OBJECTIVE: Duplicate the lines of the data below verbatim, everything from the line containing "Reviewer note: confirm that each instance of the golf" down to the line containing "column 387, row 116", with both of those lines included.

Data drawn from a collection
▼▼▼

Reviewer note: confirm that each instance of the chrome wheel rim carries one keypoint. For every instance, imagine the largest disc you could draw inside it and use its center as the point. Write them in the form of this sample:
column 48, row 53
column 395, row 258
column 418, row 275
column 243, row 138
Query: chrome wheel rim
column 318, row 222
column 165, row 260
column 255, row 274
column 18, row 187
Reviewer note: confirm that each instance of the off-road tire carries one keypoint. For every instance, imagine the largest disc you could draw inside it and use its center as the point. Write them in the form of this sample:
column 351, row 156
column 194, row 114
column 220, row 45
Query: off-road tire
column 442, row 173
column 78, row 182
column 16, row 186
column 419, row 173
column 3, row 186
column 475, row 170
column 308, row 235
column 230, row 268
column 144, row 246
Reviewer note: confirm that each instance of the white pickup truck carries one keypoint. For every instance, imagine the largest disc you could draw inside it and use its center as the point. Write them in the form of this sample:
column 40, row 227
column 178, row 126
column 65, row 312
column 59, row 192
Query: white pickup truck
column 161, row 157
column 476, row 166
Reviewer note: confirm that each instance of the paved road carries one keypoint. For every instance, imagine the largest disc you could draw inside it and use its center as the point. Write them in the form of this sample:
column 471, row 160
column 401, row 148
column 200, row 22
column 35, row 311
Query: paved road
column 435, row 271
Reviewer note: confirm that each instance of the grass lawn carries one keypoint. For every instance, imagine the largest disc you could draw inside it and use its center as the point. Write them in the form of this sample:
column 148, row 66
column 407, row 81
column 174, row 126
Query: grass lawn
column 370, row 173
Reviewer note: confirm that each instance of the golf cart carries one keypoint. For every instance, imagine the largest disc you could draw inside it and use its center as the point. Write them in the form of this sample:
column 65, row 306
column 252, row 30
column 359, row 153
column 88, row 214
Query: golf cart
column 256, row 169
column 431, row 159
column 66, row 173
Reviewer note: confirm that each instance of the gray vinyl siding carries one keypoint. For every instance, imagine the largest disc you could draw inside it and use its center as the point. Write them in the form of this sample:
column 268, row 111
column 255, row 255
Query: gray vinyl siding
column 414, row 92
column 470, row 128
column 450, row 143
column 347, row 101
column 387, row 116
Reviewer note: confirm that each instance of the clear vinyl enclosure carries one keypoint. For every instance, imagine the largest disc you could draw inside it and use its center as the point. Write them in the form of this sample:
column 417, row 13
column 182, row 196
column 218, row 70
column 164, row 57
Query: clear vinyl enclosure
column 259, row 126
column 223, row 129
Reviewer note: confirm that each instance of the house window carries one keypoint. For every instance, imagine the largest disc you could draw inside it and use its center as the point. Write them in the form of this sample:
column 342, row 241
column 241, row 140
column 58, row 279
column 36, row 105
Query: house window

▲▲▲

TASK RESPONSE:
Reviewer note: confirm that each instance of the golf cart carries one keypoint. For every instance, imagine the largest disc you could draw inside it and use its center as the point. Write them in the form of this sample:
column 65, row 306
column 252, row 30
column 359, row 153
column 88, row 214
Query: golf cart
column 256, row 169
column 431, row 159
column 66, row 173
Reviewer note: confirm that each instance of the gray vinyl siding carries one keypoint. For every instance, imagine the largest disc you could draw inside it and use its center as the point. Write them in the form of this sample:
column 268, row 111
column 255, row 255
Query: gray vinyl siding
column 414, row 92
column 470, row 128
column 450, row 143
column 347, row 101
column 387, row 116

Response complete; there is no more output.